- **Exercise description**: List all lines of the data containing the word "bowl".

- **Available data**:
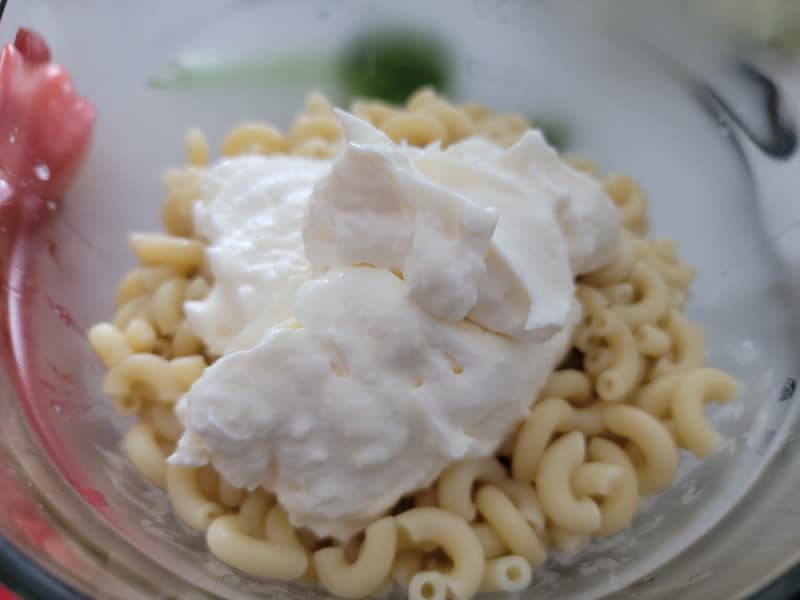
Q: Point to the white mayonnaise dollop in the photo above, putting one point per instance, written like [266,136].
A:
[383,315]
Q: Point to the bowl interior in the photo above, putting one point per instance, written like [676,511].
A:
[619,109]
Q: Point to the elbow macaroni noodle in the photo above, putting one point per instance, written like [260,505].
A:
[605,430]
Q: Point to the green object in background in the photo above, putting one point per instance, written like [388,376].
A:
[775,22]
[556,132]
[387,65]
[390,65]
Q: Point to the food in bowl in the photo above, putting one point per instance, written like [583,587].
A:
[404,345]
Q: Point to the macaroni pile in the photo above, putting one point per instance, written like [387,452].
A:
[599,437]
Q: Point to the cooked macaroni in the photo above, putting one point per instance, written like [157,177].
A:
[605,429]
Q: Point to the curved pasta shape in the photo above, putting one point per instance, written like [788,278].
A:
[421,98]
[649,435]
[630,201]
[583,338]
[553,485]
[688,347]
[523,496]
[654,297]
[407,563]
[547,417]
[144,452]
[594,479]
[167,305]
[197,289]
[491,543]
[477,112]
[691,393]
[570,384]
[620,267]
[318,105]
[652,341]
[454,491]
[619,507]
[253,512]
[146,370]
[208,480]
[656,396]
[185,342]
[254,138]
[155,275]
[197,150]
[506,574]
[187,499]
[109,343]
[456,123]
[375,112]
[503,129]
[141,336]
[428,585]
[187,369]
[227,541]
[589,421]
[617,380]
[455,537]
[509,524]
[229,496]
[620,294]
[568,542]
[369,571]
[278,528]
[304,128]
[416,129]
[170,250]
[129,405]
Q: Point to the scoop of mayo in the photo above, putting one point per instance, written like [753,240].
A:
[382,315]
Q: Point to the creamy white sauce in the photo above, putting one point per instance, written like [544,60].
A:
[429,294]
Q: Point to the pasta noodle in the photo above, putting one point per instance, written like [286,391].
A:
[456,483]
[560,460]
[650,436]
[509,524]
[619,506]
[653,295]
[254,138]
[618,378]
[570,384]
[606,428]
[693,391]
[687,347]
[491,543]
[427,585]
[369,571]
[109,344]
[455,537]
[506,574]
[547,417]
[568,542]
[228,542]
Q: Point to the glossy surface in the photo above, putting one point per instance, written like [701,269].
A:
[726,528]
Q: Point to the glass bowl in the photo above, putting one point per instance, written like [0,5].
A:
[75,517]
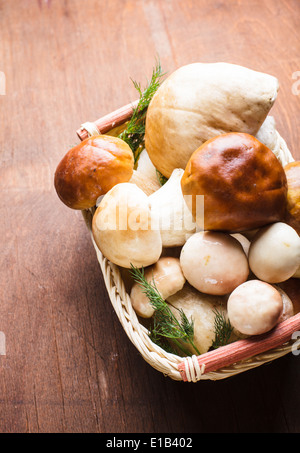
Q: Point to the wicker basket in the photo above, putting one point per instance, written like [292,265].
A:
[224,362]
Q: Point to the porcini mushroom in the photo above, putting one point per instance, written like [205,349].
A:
[274,254]
[199,101]
[176,222]
[288,306]
[91,169]
[168,278]
[213,262]
[123,227]
[243,183]
[202,309]
[254,307]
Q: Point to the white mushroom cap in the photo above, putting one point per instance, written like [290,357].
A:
[168,279]
[245,243]
[213,262]
[254,307]
[201,308]
[274,254]
[123,227]
[176,222]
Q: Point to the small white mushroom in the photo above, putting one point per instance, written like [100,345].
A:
[168,278]
[254,307]
[145,166]
[175,219]
[213,262]
[288,306]
[201,308]
[297,273]
[245,243]
[274,254]
[123,227]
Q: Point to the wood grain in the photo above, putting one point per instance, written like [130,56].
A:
[69,366]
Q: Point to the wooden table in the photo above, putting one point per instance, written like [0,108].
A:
[69,366]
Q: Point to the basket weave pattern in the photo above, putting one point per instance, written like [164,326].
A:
[171,365]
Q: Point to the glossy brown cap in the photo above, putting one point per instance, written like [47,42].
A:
[292,172]
[91,169]
[243,183]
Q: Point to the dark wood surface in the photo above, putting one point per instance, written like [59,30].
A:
[69,366]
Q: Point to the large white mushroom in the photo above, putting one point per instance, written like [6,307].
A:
[254,307]
[274,254]
[123,227]
[176,222]
[213,262]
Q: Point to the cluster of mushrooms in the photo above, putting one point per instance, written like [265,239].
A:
[223,231]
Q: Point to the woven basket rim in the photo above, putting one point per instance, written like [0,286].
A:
[159,359]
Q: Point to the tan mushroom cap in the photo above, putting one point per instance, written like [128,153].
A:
[122,227]
[214,263]
[254,307]
[274,254]
[168,279]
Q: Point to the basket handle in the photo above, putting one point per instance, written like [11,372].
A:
[192,369]
[110,121]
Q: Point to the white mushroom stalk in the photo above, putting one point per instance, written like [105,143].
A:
[123,227]
[175,220]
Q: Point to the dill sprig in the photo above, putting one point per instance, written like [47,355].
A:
[166,327]
[134,134]
[223,330]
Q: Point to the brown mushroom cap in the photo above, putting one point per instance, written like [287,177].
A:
[243,183]
[254,307]
[214,263]
[91,169]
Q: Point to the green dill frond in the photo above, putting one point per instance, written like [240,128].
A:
[166,325]
[223,330]
[134,134]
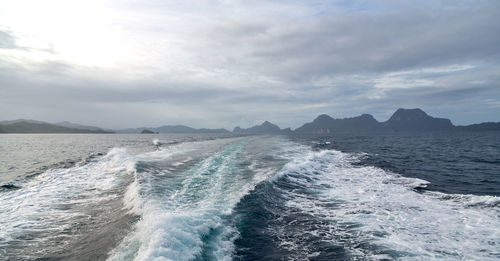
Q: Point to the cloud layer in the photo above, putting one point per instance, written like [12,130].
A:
[124,64]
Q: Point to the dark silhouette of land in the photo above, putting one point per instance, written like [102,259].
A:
[403,120]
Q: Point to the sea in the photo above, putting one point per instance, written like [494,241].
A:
[400,196]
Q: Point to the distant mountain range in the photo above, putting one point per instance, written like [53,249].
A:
[173,129]
[264,128]
[31,126]
[403,120]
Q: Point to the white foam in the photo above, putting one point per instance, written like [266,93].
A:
[190,207]
[389,213]
[46,202]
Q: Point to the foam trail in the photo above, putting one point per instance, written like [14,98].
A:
[180,212]
[378,215]
[185,216]
[50,203]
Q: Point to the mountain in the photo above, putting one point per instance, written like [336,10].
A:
[265,128]
[173,129]
[403,120]
[72,125]
[326,124]
[485,126]
[30,126]
[416,120]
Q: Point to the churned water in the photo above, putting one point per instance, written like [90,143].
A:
[224,197]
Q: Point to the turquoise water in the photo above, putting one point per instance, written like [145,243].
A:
[212,197]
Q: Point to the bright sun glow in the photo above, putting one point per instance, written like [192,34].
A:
[80,32]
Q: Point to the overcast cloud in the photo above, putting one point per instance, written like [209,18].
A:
[134,63]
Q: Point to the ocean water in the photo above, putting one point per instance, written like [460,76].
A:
[224,197]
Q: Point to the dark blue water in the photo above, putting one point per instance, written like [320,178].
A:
[208,197]
[453,162]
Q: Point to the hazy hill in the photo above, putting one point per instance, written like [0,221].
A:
[80,126]
[402,120]
[29,126]
[173,129]
[485,126]
[326,124]
[264,128]
[416,120]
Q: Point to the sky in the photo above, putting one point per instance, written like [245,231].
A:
[226,63]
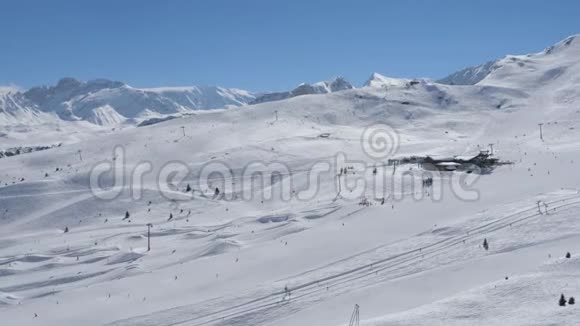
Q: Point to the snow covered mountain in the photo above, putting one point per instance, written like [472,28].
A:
[470,75]
[323,87]
[380,81]
[405,253]
[106,102]
[516,66]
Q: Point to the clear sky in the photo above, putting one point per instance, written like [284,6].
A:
[268,44]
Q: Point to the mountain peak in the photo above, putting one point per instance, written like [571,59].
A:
[378,80]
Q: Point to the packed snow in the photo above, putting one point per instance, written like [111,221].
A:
[336,225]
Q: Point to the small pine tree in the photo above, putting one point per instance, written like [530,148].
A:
[562,301]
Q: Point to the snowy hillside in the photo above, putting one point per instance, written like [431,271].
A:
[291,213]
[323,87]
[378,80]
[470,75]
[110,103]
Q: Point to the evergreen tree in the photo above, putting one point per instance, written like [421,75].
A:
[562,301]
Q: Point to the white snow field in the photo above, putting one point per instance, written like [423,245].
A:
[227,259]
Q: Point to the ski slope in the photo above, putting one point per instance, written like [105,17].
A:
[227,259]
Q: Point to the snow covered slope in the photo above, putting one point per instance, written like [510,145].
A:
[470,75]
[110,103]
[323,87]
[378,80]
[294,247]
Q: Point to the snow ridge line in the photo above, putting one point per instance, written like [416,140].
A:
[351,275]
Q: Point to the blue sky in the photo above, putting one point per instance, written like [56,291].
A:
[267,45]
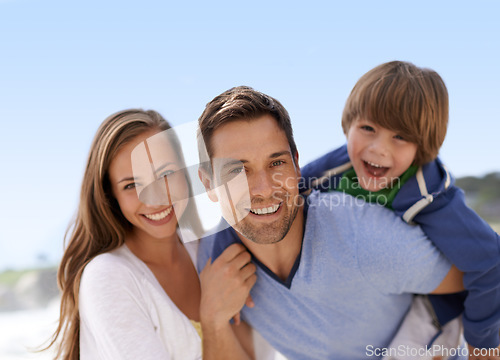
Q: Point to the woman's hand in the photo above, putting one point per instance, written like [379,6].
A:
[225,286]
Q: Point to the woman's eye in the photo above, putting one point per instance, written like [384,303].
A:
[129,186]
[167,173]
[237,170]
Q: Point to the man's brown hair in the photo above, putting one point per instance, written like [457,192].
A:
[406,99]
[242,103]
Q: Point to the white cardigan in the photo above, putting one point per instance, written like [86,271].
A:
[126,314]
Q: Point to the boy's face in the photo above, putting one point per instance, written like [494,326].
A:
[379,155]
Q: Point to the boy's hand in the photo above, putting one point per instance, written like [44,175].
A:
[484,354]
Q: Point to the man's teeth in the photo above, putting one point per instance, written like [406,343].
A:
[373,164]
[159,216]
[265,211]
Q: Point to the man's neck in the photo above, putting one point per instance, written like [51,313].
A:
[281,256]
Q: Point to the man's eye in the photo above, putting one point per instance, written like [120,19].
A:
[367,128]
[129,186]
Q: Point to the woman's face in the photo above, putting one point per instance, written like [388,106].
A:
[149,184]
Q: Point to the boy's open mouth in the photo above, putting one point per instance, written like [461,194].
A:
[375,169]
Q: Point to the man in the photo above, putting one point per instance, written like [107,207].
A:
[334,275]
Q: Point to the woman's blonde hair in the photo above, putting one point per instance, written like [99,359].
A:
[100,226]
[406,99]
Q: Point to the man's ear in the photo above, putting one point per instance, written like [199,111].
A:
[206,179]
[296,160]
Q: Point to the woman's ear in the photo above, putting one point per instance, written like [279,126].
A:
[206,179]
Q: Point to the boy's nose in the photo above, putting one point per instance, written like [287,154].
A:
[380,146]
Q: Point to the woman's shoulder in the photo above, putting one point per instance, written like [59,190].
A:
[116,266]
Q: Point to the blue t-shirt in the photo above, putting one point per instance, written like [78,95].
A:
[352,285]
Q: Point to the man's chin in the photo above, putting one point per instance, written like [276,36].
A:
[264,235]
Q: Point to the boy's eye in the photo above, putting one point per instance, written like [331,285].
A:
[237,170]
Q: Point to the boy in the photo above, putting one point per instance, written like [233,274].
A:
[395,121]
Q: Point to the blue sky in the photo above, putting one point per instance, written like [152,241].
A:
[65,66]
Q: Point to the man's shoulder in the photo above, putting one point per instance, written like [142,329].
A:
[354,213]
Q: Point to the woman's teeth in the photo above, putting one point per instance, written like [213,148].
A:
[159,216]
[373,164]
[266,211]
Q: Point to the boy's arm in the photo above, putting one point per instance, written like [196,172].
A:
[474,248]
[452,283]
[315,169]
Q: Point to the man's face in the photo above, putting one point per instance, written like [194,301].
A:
[259,149]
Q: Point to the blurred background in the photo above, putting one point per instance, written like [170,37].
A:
[65,66]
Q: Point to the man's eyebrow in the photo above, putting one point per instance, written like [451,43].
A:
[234,162]
[280,153]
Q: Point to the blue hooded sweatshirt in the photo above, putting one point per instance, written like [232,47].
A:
[431,200]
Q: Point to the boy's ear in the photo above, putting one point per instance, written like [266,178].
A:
[206,179]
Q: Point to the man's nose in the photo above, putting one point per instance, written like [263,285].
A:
[261,184]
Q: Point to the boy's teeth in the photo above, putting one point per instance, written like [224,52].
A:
[265,211]
[159,216]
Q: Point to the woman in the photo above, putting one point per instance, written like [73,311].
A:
[129,286]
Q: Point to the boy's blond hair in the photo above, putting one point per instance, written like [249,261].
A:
[406,99]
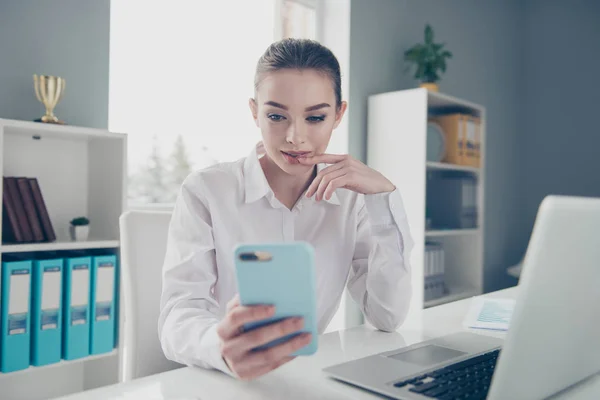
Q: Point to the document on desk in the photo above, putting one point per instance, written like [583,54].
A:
[494,314]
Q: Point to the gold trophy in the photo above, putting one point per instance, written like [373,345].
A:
[49,90]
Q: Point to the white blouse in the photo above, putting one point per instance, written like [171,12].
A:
[362,241]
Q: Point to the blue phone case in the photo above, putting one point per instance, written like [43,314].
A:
[286,281]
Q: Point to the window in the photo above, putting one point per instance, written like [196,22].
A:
[299,19]
[181,74]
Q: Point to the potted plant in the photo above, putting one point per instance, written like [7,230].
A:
[79,229]
[429,58]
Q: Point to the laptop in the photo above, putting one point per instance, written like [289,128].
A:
[553,341]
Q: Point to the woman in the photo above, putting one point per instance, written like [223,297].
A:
[351,214]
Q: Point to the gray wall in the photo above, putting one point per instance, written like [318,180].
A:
[561,136]
[485,38]
[68,38]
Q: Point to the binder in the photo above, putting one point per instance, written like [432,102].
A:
[76,308]
[15,337]
[46,313]
[102,320]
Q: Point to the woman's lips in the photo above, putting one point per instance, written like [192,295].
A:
[291,157]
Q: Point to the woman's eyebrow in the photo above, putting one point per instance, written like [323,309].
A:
[311,108]
[275,104]
[317,107]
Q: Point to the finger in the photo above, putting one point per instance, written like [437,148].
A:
[276,353]
[233,303]
[326,181]
[323,158]
[237,317]
[254,373]
[312,188]
[340,182]
[262,336]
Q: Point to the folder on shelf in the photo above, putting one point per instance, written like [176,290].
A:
[30,211]
[102,338]
[40,206]
[46,313]
[13,191]
[76,308]
[15,310]
[11,229]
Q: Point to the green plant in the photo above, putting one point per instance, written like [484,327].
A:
[80,221]
[429,58]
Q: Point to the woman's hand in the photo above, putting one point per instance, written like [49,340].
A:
[345,172]
[236,345]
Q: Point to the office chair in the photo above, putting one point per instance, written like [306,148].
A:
[143,246]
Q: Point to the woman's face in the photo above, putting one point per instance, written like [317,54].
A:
[296,113]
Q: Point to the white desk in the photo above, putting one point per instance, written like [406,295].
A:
[303,378]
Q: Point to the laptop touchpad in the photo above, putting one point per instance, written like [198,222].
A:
[427,355]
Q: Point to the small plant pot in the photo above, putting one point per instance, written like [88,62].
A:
[431,86]
[79,233]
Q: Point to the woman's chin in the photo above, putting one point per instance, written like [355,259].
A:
[295,169]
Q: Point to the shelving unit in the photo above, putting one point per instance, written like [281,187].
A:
[397,143]
[81,171]
[450,167]
[452,232]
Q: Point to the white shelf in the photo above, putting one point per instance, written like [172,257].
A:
[81,172]
[54,131]
[397,148]
[452,167]
[454,295]
[55,246]
[441,100]
[452,232]
[59,364]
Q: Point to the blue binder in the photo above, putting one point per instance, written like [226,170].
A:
[16,318]
[102,339]
[46,312]
[76,308]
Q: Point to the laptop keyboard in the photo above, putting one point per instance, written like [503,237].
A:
[469,379]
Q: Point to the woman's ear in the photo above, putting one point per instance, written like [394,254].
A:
[254,110]
[339,114]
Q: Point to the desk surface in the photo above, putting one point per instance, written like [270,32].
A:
[303,377]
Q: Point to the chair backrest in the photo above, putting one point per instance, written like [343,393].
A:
[143,247]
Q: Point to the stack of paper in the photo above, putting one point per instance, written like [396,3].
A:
[487,313]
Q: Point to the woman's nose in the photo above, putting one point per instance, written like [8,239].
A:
[296,134]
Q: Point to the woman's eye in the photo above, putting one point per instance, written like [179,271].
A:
[316,118]
[275,117]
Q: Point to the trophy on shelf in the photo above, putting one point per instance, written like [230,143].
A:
[49,90]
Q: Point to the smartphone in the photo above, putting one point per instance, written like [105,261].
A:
[282,275]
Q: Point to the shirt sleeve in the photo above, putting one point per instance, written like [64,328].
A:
[380,276]
[189,311]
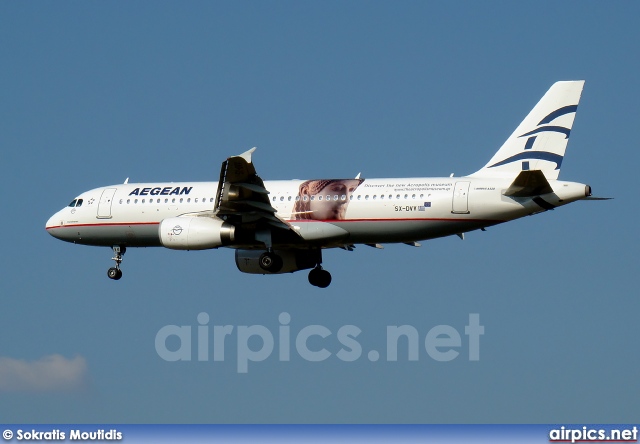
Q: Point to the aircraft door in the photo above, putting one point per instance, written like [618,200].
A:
[461,198]
[104,206]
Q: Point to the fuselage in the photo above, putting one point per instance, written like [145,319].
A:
[349,211]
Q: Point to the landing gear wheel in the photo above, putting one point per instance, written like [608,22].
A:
[270,262]
[114,273]
[319,277]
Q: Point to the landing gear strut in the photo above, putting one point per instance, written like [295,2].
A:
[319,277]
[114,272]
[269,261]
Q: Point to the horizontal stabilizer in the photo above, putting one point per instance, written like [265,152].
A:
[529,183]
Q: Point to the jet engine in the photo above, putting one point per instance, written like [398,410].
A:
[288,261]
[195,233]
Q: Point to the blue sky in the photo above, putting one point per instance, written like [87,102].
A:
[94,92]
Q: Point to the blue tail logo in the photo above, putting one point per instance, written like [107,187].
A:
[532,135]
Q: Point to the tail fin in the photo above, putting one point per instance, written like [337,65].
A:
[541,139]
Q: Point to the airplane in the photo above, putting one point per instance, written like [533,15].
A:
[282,226]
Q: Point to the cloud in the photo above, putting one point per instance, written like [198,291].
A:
[50,373]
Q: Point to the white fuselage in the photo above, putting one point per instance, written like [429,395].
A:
[374,211]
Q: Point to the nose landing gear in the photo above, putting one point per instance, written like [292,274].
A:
[319,277]
[114,272]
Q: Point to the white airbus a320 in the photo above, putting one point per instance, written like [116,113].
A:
[283,226]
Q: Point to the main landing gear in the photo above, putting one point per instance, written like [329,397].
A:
[114,272]
[319,277]
[269,261]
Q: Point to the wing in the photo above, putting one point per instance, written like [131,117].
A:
[243,201]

- **Reply to the exercise**:
Q: Point to the bowl interior in the photo above, putting one point per instance, written like [676,511].
Q: Point to the food in bowl in the photo above, putting one point per instance, written like [583,587].
Q: Point to the glass bowl in the photo above, putting one point per instance, written like [0,5].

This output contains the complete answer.